#### Passage shown:
HazyResearch / m2

Repo for "Monarch Mixer: A Simple Sub-Quadratic GEMM-Based Architecture"
Apache License 2.0
520 stars 42 forks source link

Will M2-GPT be open-sourced? #7

Open yangsp5 opened 8 months ago

yangsp5 commented 8 months ago

Will M2-GPT be open-sourced? It seems interesting

DanFu09 commented 8 months ago

Yes, will be putting it up this week!

On Mon, Oct 30, 2023 at 4:43 AM yangsp5 @.***> wrote:

Will M2-GPT be open-sourced? It seems interesting

— Reply to this email directly, view it on GitHub https://github.com/HazyResearch/m2/issues/7, or unsubscribe https://github.com/notifications/unsubscribe-auth/ABDDIIVJO5WNJNUBBVIQRYLYB6HGTAVCNFSM6AAAAAA6V32Z6WVHI2DSMVQWIX3LMV43ASLTON2WKOZRHE3DQMJUGU4TCOI . You are receiving this because you are subscribed to this thread.Message ID: @.***>

LSinev commented 7 months ago

Thank you for your great work! Is M2-GPT open sourcing postponed?

#### Work instruction A:
According to the issue thread, when did DanFu09 say M2-GPT would be put up?
#### Work instruction B:
Retype everything in the issue thread from "Yes, will be" down to "open sourcing postponed?".

#### Records supplied:
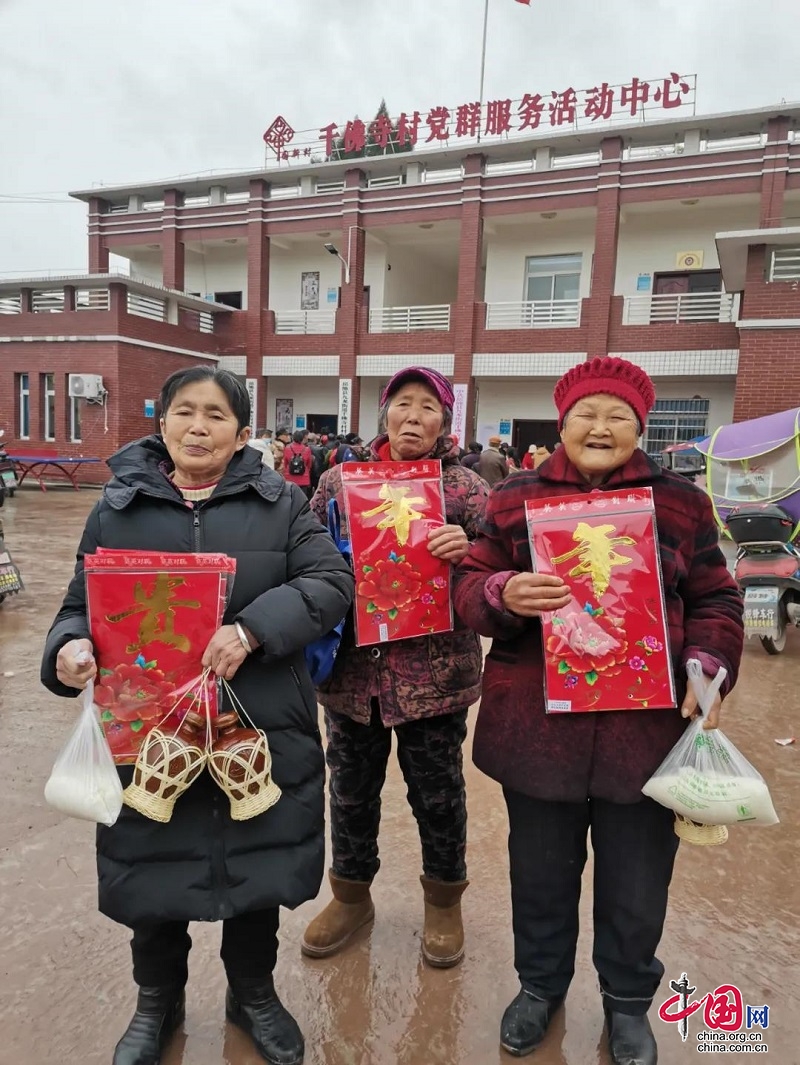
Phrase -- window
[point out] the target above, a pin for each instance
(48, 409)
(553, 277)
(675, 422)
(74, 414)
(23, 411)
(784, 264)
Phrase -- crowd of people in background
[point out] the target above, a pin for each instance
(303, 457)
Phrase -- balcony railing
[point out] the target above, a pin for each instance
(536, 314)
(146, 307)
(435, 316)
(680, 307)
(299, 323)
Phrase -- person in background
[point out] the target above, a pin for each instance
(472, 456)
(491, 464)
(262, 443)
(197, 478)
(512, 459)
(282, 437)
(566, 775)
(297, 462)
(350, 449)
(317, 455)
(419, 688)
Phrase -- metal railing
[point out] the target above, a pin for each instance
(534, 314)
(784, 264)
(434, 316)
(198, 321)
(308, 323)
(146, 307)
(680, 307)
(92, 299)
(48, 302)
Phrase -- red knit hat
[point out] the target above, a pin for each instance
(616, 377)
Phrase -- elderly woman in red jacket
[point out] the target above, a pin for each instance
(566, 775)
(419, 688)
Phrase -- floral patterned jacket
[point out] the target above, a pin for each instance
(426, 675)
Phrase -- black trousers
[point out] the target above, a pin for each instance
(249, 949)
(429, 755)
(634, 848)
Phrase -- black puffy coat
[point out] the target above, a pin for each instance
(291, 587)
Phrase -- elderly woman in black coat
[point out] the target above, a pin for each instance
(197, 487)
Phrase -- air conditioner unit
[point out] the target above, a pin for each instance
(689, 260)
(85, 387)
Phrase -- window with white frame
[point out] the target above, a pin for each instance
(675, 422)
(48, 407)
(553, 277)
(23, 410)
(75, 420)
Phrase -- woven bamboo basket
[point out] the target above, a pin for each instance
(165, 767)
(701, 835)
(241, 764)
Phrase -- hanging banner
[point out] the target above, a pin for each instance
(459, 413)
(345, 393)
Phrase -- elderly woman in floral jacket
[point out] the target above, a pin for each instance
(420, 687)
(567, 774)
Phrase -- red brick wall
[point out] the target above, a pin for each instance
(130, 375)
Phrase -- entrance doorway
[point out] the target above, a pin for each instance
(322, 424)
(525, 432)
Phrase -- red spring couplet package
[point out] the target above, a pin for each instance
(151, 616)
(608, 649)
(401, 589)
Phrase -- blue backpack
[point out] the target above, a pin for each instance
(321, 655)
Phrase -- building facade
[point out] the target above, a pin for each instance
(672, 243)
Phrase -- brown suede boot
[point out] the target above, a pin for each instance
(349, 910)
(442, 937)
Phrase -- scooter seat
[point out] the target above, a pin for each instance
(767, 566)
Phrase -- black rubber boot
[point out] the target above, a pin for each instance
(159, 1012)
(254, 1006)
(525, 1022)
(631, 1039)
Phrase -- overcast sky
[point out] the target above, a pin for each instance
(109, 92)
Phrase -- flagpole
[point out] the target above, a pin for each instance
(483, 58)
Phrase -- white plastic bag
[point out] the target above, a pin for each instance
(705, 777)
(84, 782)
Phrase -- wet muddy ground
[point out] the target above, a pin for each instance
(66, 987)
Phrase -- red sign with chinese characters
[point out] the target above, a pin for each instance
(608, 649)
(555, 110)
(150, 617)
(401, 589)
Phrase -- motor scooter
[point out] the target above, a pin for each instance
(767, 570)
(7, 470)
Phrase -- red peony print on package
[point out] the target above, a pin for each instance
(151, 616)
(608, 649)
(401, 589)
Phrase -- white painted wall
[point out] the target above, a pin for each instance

#### Problem solution A:
This week.

#### Problem solution B:
Yes, will be putting it up this week!

On Mon, Oct 30, 2023 at 4:43 AM yangsp5 @.***> wrote:

Will M2-GPT be open-sourced? It seems interesting

— Reply to this email directly, view it on GitHub https://github.com/HazyResearch/m2/issues/7, or unsubscribe https://github.com/notifications/unsubscribe-auth/ABDDIIVJO5WNJNUBBVIQRYLYB6HGTAVCNFSM6AAAAAA6V32Z6WVHI2DSMVQWIX3LMV43ASLTON2WKOZRHE3DQMJUGU4TCOI . You are receiving this because you are subscribed to this thread.Message ID: @.***>

LSinev commented 7 months ago

Thank you for your great work! Is M2-GPT open sourcing postponed?